Objective —
Can you rewrite the entries below, swapping in "pasture survey" for every "nesting-site count" and leaving everything else unchanged? Omit the pictures from your version.

--------------------------------------------------

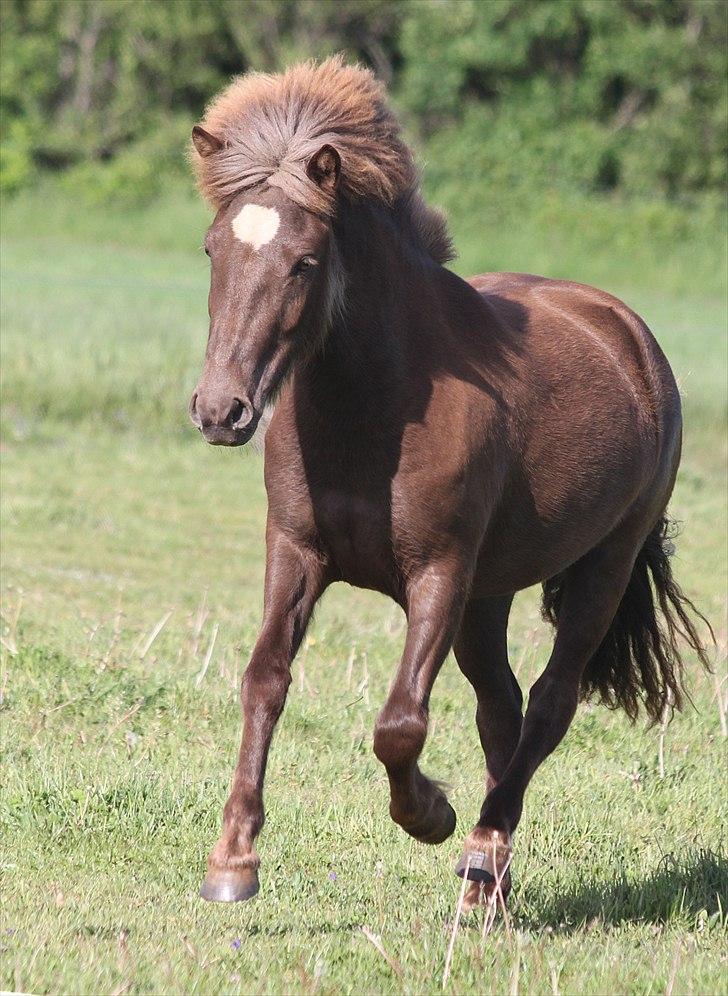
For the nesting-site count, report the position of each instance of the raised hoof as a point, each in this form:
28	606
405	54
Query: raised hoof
227	885
426	833
475	866
485	858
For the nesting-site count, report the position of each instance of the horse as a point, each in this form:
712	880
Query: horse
446	442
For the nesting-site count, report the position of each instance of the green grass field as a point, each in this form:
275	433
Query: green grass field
119	524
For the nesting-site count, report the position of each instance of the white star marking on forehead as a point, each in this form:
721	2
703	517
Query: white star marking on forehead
256	225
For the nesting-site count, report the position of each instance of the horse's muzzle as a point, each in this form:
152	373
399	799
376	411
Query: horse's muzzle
227	422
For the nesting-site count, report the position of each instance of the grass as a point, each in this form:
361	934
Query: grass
118	754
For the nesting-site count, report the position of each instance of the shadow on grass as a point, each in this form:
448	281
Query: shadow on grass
680	887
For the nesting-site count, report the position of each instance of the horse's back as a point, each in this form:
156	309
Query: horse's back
577	327
598	419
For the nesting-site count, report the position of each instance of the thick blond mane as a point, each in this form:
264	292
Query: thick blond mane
271	126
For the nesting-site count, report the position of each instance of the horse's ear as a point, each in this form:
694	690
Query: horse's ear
204	142
324	168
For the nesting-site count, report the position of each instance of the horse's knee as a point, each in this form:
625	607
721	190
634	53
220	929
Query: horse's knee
399	735
265	686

--------------------------------------------------

Reply —
For the pasture survey, report the position of each instance of the raised hoof as a point, each in this form:
28	606
405	54
Query: raised hoof
227	885
426	833
475	866
485	858
For the pasture survey, report the position of each instance of the horse as a point, each in this form:
712	880
Query: horse
446	442
For the pasture survey, report the position of each instance of the green grass field as a point, each in this form:
275	433
Query: green grass field
119	524
For the pasture survey, report the position of each instance of the white star marking on forehead as a point, each in this form:
721	2
703	517
Query: white star marking on forehead
256	225
For the pasture survey, report the position of each instance of the horse's muzzle as a point, each in this form:
152	373
399	799
376	411
Query: horse's muzzle
227	422
For the pasture survey, report the position of each instance of the grass as a point, each in this form:
361	934
Query: grass
118	754
For the pasture survey, report the position of each instance of the shadow on grass as a point, each in this form:
448	281
Query: shadow on grass
680	887
For the pasture survey, report the position of each instance of the horse's back as a point, each in this form:
156	309
Query: horse's back
577	327
598	419
For the pasture survey, report the position of each instance of the thick blond mane as a point, each in this form:
264	292
Query: thick blond mane
271	126
For the pasture survey, report the position of each instance of the horse's ear as a point, each in this form:
694	690
Query: horse's ear
204	142
324	168
For the pasture survey, report the position of each instance of the horse's knee as a point, each in this form:
625	607
721	190
634	53
220	929
Query: horse's knee
399	735
265	686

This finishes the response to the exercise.